#### [Extrait du document]
┄┄┄┄┄┄┄┄┄┄┄┄┄┄┄┄┄┄┄┄

Mais la campagne de Jackson pourrait aussi soulever de nouveaux espoirs dans la population. Elle pourrait peut-être redonner quelque inspiration et quelque encouragement aux Noirs et plus généralement aux travailleurs, comme elle le fit pour certains il y a quatre ans.

Alors Jesse Jackson s'est montré aux côtés de tous les différents candidats, et a gracieusement pris bonne note de toutes les offres d'être vice-président qui lui étaient faites. Fondamentalement, il a joué le rôle du Démocrate loyal, qui évite de se présenter... pour éviter tout problème à l'appareil du parti.

Aujourd'hui la bourgeoisie est relativement satisfaite. Sur le front intérieur, elle a réussi à s'attribuer une part de plus en plus grande des richesses, arrachée aux plus démunis. La population doit affronter de multiples problèmes, mais il y a eu très peu de réactions, et certainement pas de mouvements sociaux bien profonds de protestation contre la politique de la bourgeoisie. On est dans une période générale d'acceptation, même si l'insatisfaction est générale.

Dans cette situation la bourgeoisie n'a pas intérêt à accepter un politicien qui prendrait des risques, même par simple démagogie électorale comme Jesse Jackson, et même si ces risques sont minimes. Jackson comprend très bien le parti démocrate, comme le parti démocrate comprend les intérêts de la bourgeoisie.

┄┄┄┄┄┄┄┄┄┄┄┄┄┄┄┄┄┄┄┄

#### [Consigne]
Reproduisez sans rien changer le passage de l'extrait sur la campagne de Jesse Jackson qui va de « Alors Jesse Jackson » jusqu'à « l'appareil du parti. » inclus.

┄┄┄┄┄┄┄┄┄┄┄┄┄┄┄┄┄┄┄┄

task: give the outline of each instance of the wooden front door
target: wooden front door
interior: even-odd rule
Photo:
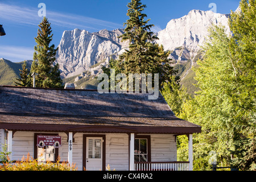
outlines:
[[[84,135],[83,164],[86,171],[105,170],[105,135]]]

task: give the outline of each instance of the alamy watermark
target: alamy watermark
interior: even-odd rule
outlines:
[[[98,85],[97,89],[98,93],[139,93],[141,92],[146,93],[147,91],[147,93],[151,94],[148,95],[148,100],[158,99],[159,94],[159,77],[158,73],[154,74],[154,88],[152,86],[152,73],[148,73],[147,76],[145,73],[129,73],[128,75],[128,90],[126,75],[123,73],[118,73],[115,76],[115,69],[111,69],[110,83],[109,77],[107,74],[102,73],[98,76],[98,80],[101,81],[103,79]],[[115,84],[116,81],[119,81],[117,84]],[[141,86],[141,89],[140,89]]]

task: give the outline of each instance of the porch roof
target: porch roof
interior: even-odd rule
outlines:
[[[201,127],[177,118],[159,93],[0,86],[0,128],[22,131],[193,133]]]

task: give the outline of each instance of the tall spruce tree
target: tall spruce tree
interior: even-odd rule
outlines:
[[[159,85],[165,81],[173,81],[172,76],[176,73],[170,65],[170,51],[164,51],[163,47],[155,43],[158,39],[151,31],[153,24],[148,24],[150,19],[145,20],[147,15],[142,13],[146,5],[140,0],[131,0],[127,5],[127,15],[129,19],[124,23],[125,34],[120,36],[122,41],[129,41],[129,49],[120,55],[118,59],[112,60],[110,68],[103,68],[105,73],[110,69],[115,69],[115,73],[159,74]],[[154,79],[153,79],[154,80]],[[176,81],[178,79],[176,79]]]
[[[21,86],[31,86],[31,81],[30,79],[30,70],[27,68],[27,63],[26,61],[22,64],[22,69],[19,69],[19,76],[20,78],[16,78],[19,82],[15,81],[16,85]]]
[[[55,49],[54,44],[49,46],[53,36],[51,23],[44,17],[39,27],[31,69],[31,73],[36,73],[36,86],[62,88],[59,64],[53,65],[57,48]]]

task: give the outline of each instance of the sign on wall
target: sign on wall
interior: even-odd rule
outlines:
[[[59,148],[61,146],[61,136],[38,135],[36,145],[39,147],[43,147],[46,146],[54,146],[55,148]]]

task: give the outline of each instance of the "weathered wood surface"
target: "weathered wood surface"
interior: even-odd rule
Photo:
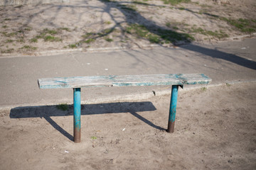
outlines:
[[[138,86],[208,84],[203,74],[149,74],[75,76],[38,79],[40,89],[64,89],[91,86]]]

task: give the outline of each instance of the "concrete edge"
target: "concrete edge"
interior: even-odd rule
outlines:
[[[181,91],[188,91],[194,89],[200,89],[201,88],[212,88],[212,87],[217,87],[221,86],[227,86],[234,85],[234,84],[255,84],[256,79],[254,80],[235,80],[235,81],[226,81],[223,83],[215,83],[215,84],[210,84],[208,85],[200,85],[196,86],[188,87],[186,89],[183,89]],[[168,88],[169,89],[169,88]],[[127,95],[117,95],[117,96],[112,96],[111,97],[103,97],[103,98],[92,98],[89,99],[87,101],[81,101],[81,104],[96,104],[96,103],[106,103],[110,102],[122,102],[122,101],[139,101],[139,100],[145,100],[154,96],[162,96],[165,95],[171,95],[170,89],[165,88],[165,89],[157,91],[149,91],[149,92],[144,92],[144,93],[138,93],[138,94],[127,94]],[[68,105],[73,105],[73,100],[70,101],[60,101],[58,103],[25,103],[25,104],[18,104],[18,105],[8,105],[8,106],[0,106],[0,110],[9,110],[14,108],[31,108],[31,107],[41,107],[46,106],[55,106],[58,105],[60,103],[67,103]]]
[[[228,42],[230,40],[242,40],[245,38],[254,38],[256,36],[256,33],[253,33],[252,34],[244,35],[240,36],[232,37],[224,39],[223,40],[217,41],[216,42]],[[196,42],[195,42],[196,43]],[[207,44],[207,42],[205,42]],[[177,45],[186,45],[183,43],[178,44]],[[175,45],[161,45],[158,44],[152,44],[150,45],[145,45],[141,46],[137,45],[137,46],[133,46],[131,47],[103,47],[103,48],[88,48],[88,49],[83,49],[83,48],[77,48],[77,49],[68,49],[68,50],[50,50],[50,51],[42,51],[42,52],[36,52],[31,55],[24,55],[24,54],[1,54],[0,55],[1,58],[15,58],[15,57],[36,57],[36,56],[52,56],[55,55],[61,55],[61,54],[66,54],[67,52],[115,52],[115,51],[122,51],[122,50],[150,50],[153,48],[158,48],[158,47],[168,47],[168,48],[179,48],[178,46]]]

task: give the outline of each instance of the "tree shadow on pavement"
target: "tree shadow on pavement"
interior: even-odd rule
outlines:
[[[57,106],[58,106],[17,107],[11,110],[10,118],[18,119],[43,118],[55,129],[68,137],[70,140],[73,140],[73,135],[63,129],[63,127],[58,125],[51,117],[73,115],[73,106],[68,106],[68,109],[67,109],[67,110],[58,109]],[[151,102],[122,102],[102,104],[86,104],[81,106],[81,116],[107,113],[129,113],[149,126],[158,130],[165,130],[164,128],[154,124],[150,120],[138,113],[138,112],[154,111],[156,110],[156,108]],[[82,121],[81,123],[83,123]]]
[[[150,33],[158,35],[161,40],[169,41],[174,43],[174,45],[180,41],[183,42],[191,42],[193,38],[186,33],[180,33],[170,29],[166,29],[162,26],[156,25],[152,21],[150,21],[143,16],[142,16],[136,10],[127,7],[127,6],[122,4],[124,2],[114,1],[112,2],[108,0],[101,0],[101,1],[105,4],[105,11],[111,16],[112,19],[114,21],[114,16],[111,14],[110,9],[112,8],[115,8],[116,9],[121,11],[124,17],[125,21],[129,24],[138,24],[139,26],[143,26]],[[127,3],[127,2],[124,2]],[[114,4],[114,5],[113,5]],[[186,10],[191,13],[194,13],[191,10]],[[206,13],[209,15],[209,13]],[[214,16],[216,17],[216,16]],[[217,16],[218,17],[218,16]],[[116,26],[120,26],[119,23],[116,22]],[[121,28],[122,30],[125,30],[124,28]],[[161,42],[162,41],[156,41],[153,42]],[[161,43],[160,43],[161,45]],[[252,60],[249,60],[245,58],[241,57],[240,56],[227,53],[225,52],[221,52],[218,50],[208,49],[201,46],[198,46],[193,44],[189,44],[188,45],[181,45],[180,47],[188,50],[191,51],[201,53],[205,55],[210,56],[213,58],[218,58],[227,60],[228,62],[235,63],[238,65],[240,65],[245,67],[247,67],[252,69],[256,69],[256,62]]]

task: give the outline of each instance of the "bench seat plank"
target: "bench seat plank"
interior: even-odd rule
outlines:
[[[65,89],[92,86],[138,86],[208,84],[203,74],[170,74],[47,78],[38,79],[40,89]]]

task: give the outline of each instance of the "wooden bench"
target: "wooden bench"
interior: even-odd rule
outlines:
[[[203,74],[177,74],[126,76],[95,76],[38,79],[40,89],[73,89],[74,142],[80,142],[82,87],[142,86],[171,85],[171,96],[167,132],[174,132],[178,86],[183,84],[206,84],[211,79]]]

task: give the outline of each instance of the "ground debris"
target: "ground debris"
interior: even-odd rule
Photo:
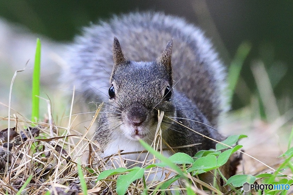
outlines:
[[[72,182],[67,188],[52,187],[50,195],[77,195],[79,192],[79,184]]]
[[[15,127],[10,129],[9,131],[9,141],[12,140],[19,134],[15,131]],[[8,141],[8,128],[6,129],[0,131],[0,140],[2,142],[7,142]]]

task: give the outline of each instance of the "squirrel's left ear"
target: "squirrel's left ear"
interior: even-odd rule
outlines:
[[[157,62],[163,65],[172,80],[172,67],[171,65],[171,58],[172,54],[172,45],[173,42],[170,40],[161,56],[157,59]]]

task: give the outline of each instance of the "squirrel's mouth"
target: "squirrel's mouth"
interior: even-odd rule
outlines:
[[[134,139],[137,139],[138,137],[142,139],[146,137],[146,135],[143,133],[142,131],[137,127],[134,128],[132,133],[131,137]]]

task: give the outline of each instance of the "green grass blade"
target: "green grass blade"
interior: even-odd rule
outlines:
[[[181,170],[172,161],[155,150],[154,149],[141,139],[139,139],[138,141],[147,150],[151,153],[154,155],[156,158],[159,159],[162,162],[166,163],[167,166],[177,172],[178,175],[181,177],[183,178],[185,178],[185,176]]]
[[[77,164],[77,170],[78,171],[78,176],[79,177],[79,180],[80,181],[80,185],[81,187],[81,190],[84,194],[86,195],[88,194],[88,188],[84,177],[84,174],[82,173],[81,166],[79,163]]]
[[[227,80],[229,93],[228,96],[229,102],[232,100],[243,63],[251,48],[251,45],[249,43],[242,43],[238,47],[234,58],[229,67]]]
[[[33,175],[30,175],[30,177],[28,177],[28,179],[27,180],[24,184],[23,184],[23,185],[20,188],[20,189],[17,192],[17,193],[16,193],[16,195],[20,195],[21,192],[22,192],[22,191],[25,188],[25,187],[26,187],[26,186],[28,185],[28,183],[30,181],[30,180],[32,179],[32,178],[33,178]]]
[[[39,119],[40,75],[41,72],[41,42],[37,39],[37,47],[35,58],[35,65],[33,75],[32,98],[32,121],[37,122]]]

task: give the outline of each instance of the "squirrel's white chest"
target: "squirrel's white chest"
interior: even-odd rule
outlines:
[[[164,145],[162,146],[162,148],[165,147],[166,147]],[[110,143],[109,143],[106,148],[103,149],[104,153],[103,156],[103,157],[117,154],[119,151],[123,150],[123,151],[121,153],[121,154],[128,153],[122,156],[123,158],[141,162],[144,160],[147,153],[145,151],[141,152],[142,151],[145,151],[146,149],[138,141],[127,140],[125,137],[117,137],[116,139],[111,142]],[[129,153],[135,152],[138,152],[134,153]],[[164,156],[167,158],[171,155],[169,151],[163,151],[162,153]],[[153,158],[153,155],[149,154],[147,160],[150,160]]]

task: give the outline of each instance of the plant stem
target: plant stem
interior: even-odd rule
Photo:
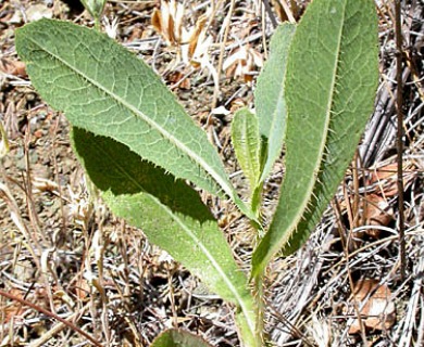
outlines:
[[[265,325],[265,305],[264,305],[264,292],[263,292],[263,279],[264,273],[262,272],[260,275],[254,278],[254,297],[257,304],[257,345],[264,346],[264,325]]]
[[[400,0],[395,1],[395,34],[396,34],[396,82],[397,98],[396,111],[398,115],[398,133],[397,133],[397,150],[398,150],[398,208],[399,208],[399,256],[400,256],[400,278],[401,281],[406,278],[406,245],[404,245],[404,209],[403,209],[403,114],[402,114],[402,28],[400,17]]]

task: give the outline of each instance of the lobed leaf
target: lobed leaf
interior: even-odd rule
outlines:
[[[216,220],[199,194],[127,146],[74,128],[76,154],[111,210],[142,229],[223,299],[237,306],[241,336],[253,339],[253,298]]]
[[[286,176],[253,277],[272,256],[298,249],[341,181],[378,82],[377,16],[372,0],[314,0],[292,39],[286,78]]]
[[[219,194],[237,196],[205,133],[141,60],[107,35],[41,20],[16,30],[32,82],[76,127],[112,138],[144,159]]]
[[[266,153],[260,182],[263,182],[270,175],[275,160],[282,153],[287,117],[284,81],[288,48],[295,30],[296,26],[289,23],[277,27],[271,38],[270,57],[258,77],[254,103]]]

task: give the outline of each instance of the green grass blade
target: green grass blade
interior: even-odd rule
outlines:
[[[241,335],[254,340],[253,297],[216,220],[182,180],[110,138],[74,128],[74,149],[111,210],[237,306]]]
[[[372,0],[314,0],[290,46],[286,177],[253,277],[272,256],[301,246],[320,221],[373,110],[378,82]]]
[[[259,119],[259,129],[266,147],[266,160],[262,169],[260,182],[263,182],[282,153],[286,130],[286,102],[284,100],[284,81],[286,62],[296,26],[283,24],[271,38],[270,57],[261,75],[254,92],[254,103]]]
[[[107,35],[41,20],[16,30],[32,82],[76,127],[110,137],[198,187],[239,200],[205,133],[160,78]]]
[[[247,108],[236,112],[232,121],[232,141],[236,157],[253,193],[261,175],[261,139],[258,117]]]

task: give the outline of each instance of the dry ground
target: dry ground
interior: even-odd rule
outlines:
[[[214,346],[238,346],[232,307],[88,193],[70,147],[66,119],[38,98],[18,63],[14,29],[26,21],[42,14],[91,25],[76,1],[67,2],[0,3],[0,120],[11,147],[0,159],[0,290],[15,297],[0,296],[0,346],[89,345],[78,327],[102,346],[148,346],[170,326],[203,335]],[[117,20],[116,40],[161,74],[208,131],[240,185],[228,136],[233,111],[252,106],[273,22],[284,20],[278,3],[298,3],[299,11],[291,7],[288,12],[298,16],[308,1],[270,2],[271,12],[264,7],[267,1],[260,0],[186,1],[187,27],[195,27],[208,8],[215,11],[207,18],[211,44],[210,66],[204,68],[185,64],[178,42],[166,42],[166,30],[153,29],[150,18],[160,1],[109,1],[104,13],[105,27]],[[301,250],[271,266],[266,329],[276,346],[424,346],[423,3],[402,1],[404,279],[395,165],[394,11],[388,0],[376,5],[381,85],[375,112],[357,164],[322,223]],[[245,55],[235,55],[241,47]],[[278,164],[266,183],[269,218],[282,172]],[[251,235],[246,222],[227,203],[204,200],[238,260],[247,261]],[[376,307],[372,311],[371,305]],[[357,320],[360,310],[362,324]]]

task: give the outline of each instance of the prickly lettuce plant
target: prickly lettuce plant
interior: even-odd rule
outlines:
[[[266,265],[277,252],[288,255],[305,242],[373,110],[378,78],[373,1],[314,0],[297,26],[275,31],[258,80],[255,114],[240,110],[232,126],[250,188],[247,202],[205,133],[160,78],[105,35],[41,20],[16,31],[16,50],[35,89],[73,125],[74,150],[111,210],[235,306],[244,346],[264,345]],[[266,230],[260,223],[262,187],[283,145],[286,174]],[[186,181],[230,198],[258,229],[249,275]],[[182,340],[208,346],[182,331],[153,345]]]

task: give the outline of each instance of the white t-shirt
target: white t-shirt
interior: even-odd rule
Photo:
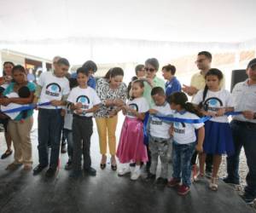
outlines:
[[[149,106],[144,97],[135,98],[128,101],[127,105],[130,108],[135,109],[138,113],[143,113],[148,111]],[[128,118],[136,118],[131,112],[126,113]]]
[[[94,106],[101,103],[101,100],[98,97],[96,90],[89,86],[87,86],[86,89],[82,89],[79,86],[73,88],[68,95],[67,101],[73,104],[82,103],[82,109],[84,109],[84,111],[91,109]],[[74,111],[74,113],[76,113],[76,111]],[[84,113],[79,115],[92,117],[93,113],[85,113],[84,112]]]
[[[50,72],[43,72],[38,81],[38,85],[42,87],[40,102],[44,103],[53,100],[61,101],[63,95],[68,95],[69,83],[66,77],[55,77]],[[39,108],[45,109],[61,109],[61,106],[41,106]]]
[[[174,112],[168,103],[165,103],[163,106],[154,106],[153,109],[157,110],[162,115],[172,115]],[[165,139],[170,138],[169,130],[171,124],[166,124],[161,119],[153,116],[150,119],[149,125],[150,135]]]
[[[5,96],[8,98],[18,98],[19,97],[18,94],[15,92],[9,93],[9,94],[6,95]],[[20,106],[28,106],[28,105],[24,105],[24,104],[21,105],[21,104],[16,104],[16,103],[9,103],[8,106],[1,105],[1,111],[11,110],[11,109],[18,108]],[[20,114],[20,112],[7,112],[7,113],[4,112],[4,114],[6,114],[12,120],[14,120]]]
[[[179,113],[176,112],[174,118],[186,118],[186,119],[199,119],[200,118],[189,112]],[[173,140],[179,144],[188,144],[195,142],[196,140],[195,130],[200,129],[204,126],[204,123],[199,124],[187,124],[174,122],[173,123]]]
[[[200,90],[194,97],[192,102],[195,104],[200,104],[203,100],[203,89]],[[205,101],[203,103],[203,108],[207,112],[217,112],[220,108],[234,107],[234,101],[231,97],[231,94],[226,89],[220,89],[219,91],[208,90]],[[228,123],[227,116],[221,116],[211,118],[211,121],[219,123]]]
[[[73,111],[70,110],[70,103],[64,107],[66,113],[64,118],[64,129],[72,130]]]

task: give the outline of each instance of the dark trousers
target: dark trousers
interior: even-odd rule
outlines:
[[[239,157],[243,147],[249,171],[245,192],[256,198],[256,124],[233,120],[230,123],[235,154],[227,158],[228,178],[239,182]]]
[[[61,110],[39,109],[38,120],[39,164],[42,166],[49,164],[48,143],[49,142],[51,147],[49,167],[55,169],[60,154]]]
[[[81,170],[82,154],[84,156],[84,169],[89,169],[91,164],[90,147],[92,135],[92,118],[73,115],[73,169]]]
[[[195,152],[195,142],[189,144],[172,143],[172,177],[182,179],[183,184],[191,185],[191,158]]]
[[[62,138],[65,137],[67,142],[67,155],[69,158],[69,161],[73,159],[73,133],[71,130],[63,129],[62,131]],[[61,144],[63,145],[63,144]]]

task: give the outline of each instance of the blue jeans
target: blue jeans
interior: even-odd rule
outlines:
[[[39,109],[38,112],[38,154],[39,164],[47,166],[49,164],[48,142],[50,144],[51,153],[49,167],[55,169],[58,165],[61,115],[59,109]]]
[[[191,185],[191,158],[195,145],[195,142],[178,144],[173,141],[172,143],[172,177],[178,180],[182,179],[183,184],[187,187]]]
[[[247,186],[245,192],[256,197],[256,124],[233,120],[230,127],[235,143],[235,154],[227,158],[228,179],[239,183],[239,157],[243,147],[249,168],[246,177]]]
[[[67,155],[69,158],[69,161],[72,161],[73,159],[73,133],[71,130],[63,129],[62,131],[62,137],[65,137],[67,141]]]

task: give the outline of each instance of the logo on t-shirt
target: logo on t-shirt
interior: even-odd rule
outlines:
[[[77,98],[77,103],[83,105],[83,109],[88,109],[90,105],[90,99],[86,95],[80,95]]]
[[[180,123],[180,122],[174,122],[173,124],[173,130],[176,133],[178,134],[185,134],[185,124],[184,123]]]
[[[138,112],[138,106],[135,103],[129,104],[129,107]],[[127,112],[127,115],[134,117],[134,114],[131,112]]]
[[[46,86],[45,94],[50,96],[58,97],[61,92],[61,86],[56,83],[51,83]]]
[[[217,112],[223,106],[223,102],[216,97],[208,98],[204,102],[204,110],[208,112]]]

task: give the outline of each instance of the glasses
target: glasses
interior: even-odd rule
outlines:
[[[145,67],[145,71],[146,71],[146,72],[148,72],[148,71],[149,71],[150,72],[153,72],[155,71],[155,69]]]
[[[202,63],[206,59],[200,59],[195,61],[195,64]]]

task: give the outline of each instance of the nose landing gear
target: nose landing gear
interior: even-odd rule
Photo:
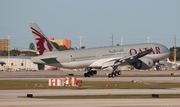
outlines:
[[[91,77],[93,75],[96,75],[97,71],[96,70],[88,70],[87,73],[84,73],[84,77]]]
[[[114,78],[114,77],[117,77],[118,75],[121,75],[121,71],[113,71],[113,72],[108,74],[108,77]]]

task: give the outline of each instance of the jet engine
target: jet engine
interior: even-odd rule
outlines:
[[[136,69],[144,69],[145,70],[145,69],[149,69],[153,66],[153,60],[148,57],[143,57],[143,58],[137,59],[135,62],[132,63],[132,65]]]

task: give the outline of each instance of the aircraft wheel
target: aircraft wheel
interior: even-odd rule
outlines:
[[[84,77],[87,77],[87,73],[84,73]]]
[[[111,77],[114,78],[114,77],[115,77],[115,73],[112,73],[112,74],[111,74]]]
[[[114,74],[115,74],[115,76],[118,76],[118,75],[119,75],[119,74],[118,74],[118,71],[115,71]]]
[[[92,71],[92,72],[93,72],[93,74],[95,74],[95,75],[97,74],[97,71],[96,71],[96,70],[94,70],[94,71]]]
[[[91,73],[90,72],[87,73],[87,77],[91,77]]]
[[[118,75],[121,75],[121,71],[118,71]]]
[[[111,73],[108,74],[108,77],[111,78]]]

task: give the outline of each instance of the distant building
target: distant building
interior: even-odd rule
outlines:
[[[0,50],[1,51],[10,50],[10,39],[9,38],[0,38]]]
[[[54,38],[49,38],[50,41],[57,43],[59,46],[66,46],[66,48],[71,48],[71,40],[55,40]]]

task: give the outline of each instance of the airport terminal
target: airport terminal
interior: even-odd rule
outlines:
[[[180,107],[178,0],[1,0],[0,107]]]

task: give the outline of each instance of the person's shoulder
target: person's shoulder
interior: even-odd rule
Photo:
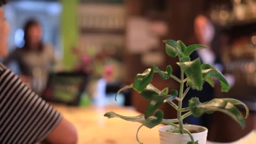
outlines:
[[[4,72],[7,69],[7,68],[1,62],[0,62],[0,72]]]

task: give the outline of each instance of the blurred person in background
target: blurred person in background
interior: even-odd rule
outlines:
[[[0,57],[8,51],[9,26],[1,6],[7,3],[0,0]],[[1,63],[0,117],[0,144],[77,142],[73,125]]]
[[[201,62],[207,63],[216,67],[219,71],[223,72],[223,67],[219,50],[220,48],[220,40],[216,34],[214,25],[205,16],[200,15],[197,16],[194,21],[194,32],[197,39],[197,43],[205,46],[207,48],[203,48],[194,51],[191,55],[191,60],[200,57]],[[234,85],[235,80],[233,77],[229,75],[225,75],[231,87]],[[218,83],[216,80],[214,80],[216,84]],[[184,107],[188,106],[188,100],[192,97],[198,97],[201,102],[209,101],[214,98],[214,89],[210,84],[205,83],[203,90],[197,91],[191,89],[189,91]],[[200,117],[195,117],[191,115],[184,120],[184,123],[202,125],[209,128],[211,122],[211,115],[205,114]]]
[[[16,61],[22,80],[29,83],[40,95],[45,88],[49,71],[54,61],[54,48],[42,42],[42,28],[35,20],[27,21],[24,31],[24,46],[16,48],[3,64],[7,65],[12,61]]]

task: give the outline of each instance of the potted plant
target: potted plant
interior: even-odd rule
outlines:
[[[161,144],[205,144],[208,130],[205,128],[190,125],[184,125],[182,120],[193,115],[196,117],[200,117],[204,113],[211,114],[215,111],[220,111],[231,116],[242,128],[245,127],[244,117],[239,109],[235,106],[243,105],[246,111],[248,117],[249,110],[243,102],[233,99],[214,99],[209,101],[201,103],[198,98],[193,97],[189,101],[189,107],[182,108],[182,101],[190,88],[201,90],[204,82],[209,83],[214,86],[213,78],[219,80],[222,92],[228,92],[229,85],[228,82],[222,74],[213,67],[207,63],[201,64],[198,58],[191,61],[189,55],[194,51],[205,48],[199,45],[192,45],[187,47],[180,40],[164,40],[166,44],[166,53],[171,57],[178,56],[179,61],[177,64],[181,69],[181,77],[179,78],[172,75],[172,67],[167,66],[166,70],[163,71],[155,65],[151,69],[146,69],[142,74],[137,74],[133,83],[120,89],[117,94],[122,91],[132,88],[145,99],[149,101],[144,115],[136,116],[123,116],[113,112],[106,113],[104,116],[108,118],[120,117],[123,120],[137,122],[141,123],[137,132],[143,126],[151,128],[161,123],[168,125],[159,129]],[[170,77],[173,78],[180,83],[179,91],[172,90],[169,92],[169,88],[166,88],[160,91],[150,83],[155,73],[158,73],[164,80]],[[186,77],[184,77],[185,75]],[[184,84],[187,88],[185,91]],[[173,101],[178,101],[176,105]],[[164,103],[167,102],[177,110],[177,118],[165,119],[163,113],[157,108]],[[181,112],[187,112],[181,115]],[[178,123],[178,124],[176,124]]]

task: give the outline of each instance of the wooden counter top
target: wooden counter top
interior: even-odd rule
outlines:
[[[113,111],[124,115],[136,116],[140,114],[134,109],[108,107],[99,108],[67,107],[54,104],[57,109],[76,127],[78,144],[138,144],[136,132],[141,124],[116,118],[108,119],[103,116],[107,112]],[[159,144],[157,125],[151,129],[145,127],[139,132],[140,140],[144,144]]]
[[[103,116],[106,112],[111,111],[127,116],[140,115],[133,109],[117,106],[101,108],[93,106],[70,107],[55,104],[53,107],[76,127],[79,144],[139,144],[136,140],[136,132],[140,123],[118,118],[109,119]],[[160,125],[151,129],[142,127],[139,134],[140,141],[145,144],[159,144],[158,128],[163,125]],[[254,144],[256,138],[255,130],[235,142],[207,144]]]

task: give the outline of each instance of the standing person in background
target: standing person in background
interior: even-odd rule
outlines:
[[[207,18],[203,15],[199,15],[195,19],[194,31],[197,39],[197,43],[205,46],[207,48],[203,48],[195,51],[191,55],[191,60],[200,57],[202,63],[206,62],[216,67],[219,71],[223,71],[221,56],[218,51],[220,48],[220,41],[216,35],[214,27]],[[232,87],[234,83],[233,77],[225,75],[227,80]],[[217,82],[218,83],[218,82]],[[207,83],[203,85],[202,91],[190,89],[184,101],[187,101],[192,97],[199,98],[201,102],[207,101],[214,97],[213,88]],[[184,103],[184,107],[188,107],[188,103]],[[195,117],[191,115],[184,120],[184,123],[202,125],[209,129],[211,120],[211,115],[203,115],[200,117]]]
[[[36,21],[28,21],[24,31],[24,46],[16,48],[6,58],[3,64],[17,62],[21,78],[30,83],[32,89],[40,95],[45,88],[49,71],[54,62],[54,49],[42,43],[42,28]]]
[[[7,54],[9,26],[0,0],[0,57]],[[32,61],[32,59],[30,60]],[[0,144],[76,144],[76,130],[0,63]]]

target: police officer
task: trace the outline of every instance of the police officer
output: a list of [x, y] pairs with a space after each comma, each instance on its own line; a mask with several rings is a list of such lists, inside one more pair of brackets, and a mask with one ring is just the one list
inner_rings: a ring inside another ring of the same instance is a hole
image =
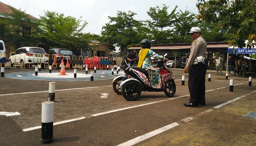
[[199, 104], [205, 105], [205, 75], [207, 69], [206, 54], [207, 44], [201, 36], [201, 29], [193, 27], [190, 34], [193, 41], [190, 50], [190, 57], [184, 72], [188, 76], [188, 88], [190, 94], [189, 102], [184, 103], [184, 105], [189, 107], [199, 107]]

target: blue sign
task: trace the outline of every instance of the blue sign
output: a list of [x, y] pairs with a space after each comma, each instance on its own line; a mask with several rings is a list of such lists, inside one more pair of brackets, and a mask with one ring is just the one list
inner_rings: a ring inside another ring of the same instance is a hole
[[256, 48], [251, 48], [251, 49], [246, 48], [228, 48], [227, 53], [230, 54], [233, 50], [233, 54], [255, 54], [256, 53]]

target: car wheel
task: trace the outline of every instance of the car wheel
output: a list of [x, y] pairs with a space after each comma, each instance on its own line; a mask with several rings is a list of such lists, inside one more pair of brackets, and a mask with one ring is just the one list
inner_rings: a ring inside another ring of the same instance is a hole
[[165, 84], [165, 94], [167, 96], [173, 97], [176, 92], [176, 84], [173, 79], [169, 80]]
[[9, 59], [9, 66], [10, 67], [13, 66], [13, 64], [12, 64], [12, 61], [10, 59]]
[[20, 68], [24, 68], [25, 66], [25, 64], [23, 60], [21, 60], [20, 61]]
[[140, 96], [141, 91], [137, 81], [129, 81], [122, 87], [122, 95], [127, 100], [136, 100]]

┄┄┄┄┄┄┄┄┄┄┄┄┄┄┄┄┄┄┄┄

#### [Corrigé]
Alors Jesse Jackson s'est montré aux côtés de tous les différents candidats, et a gracieusement pris bonne note de toutes les offres d'être vice-président qui lui étaient faites. Fondamentalement, il a joué le rôle du Démocrate loyal, qui évite de se présenter... pour éviter tout problème à l'appareil du parti.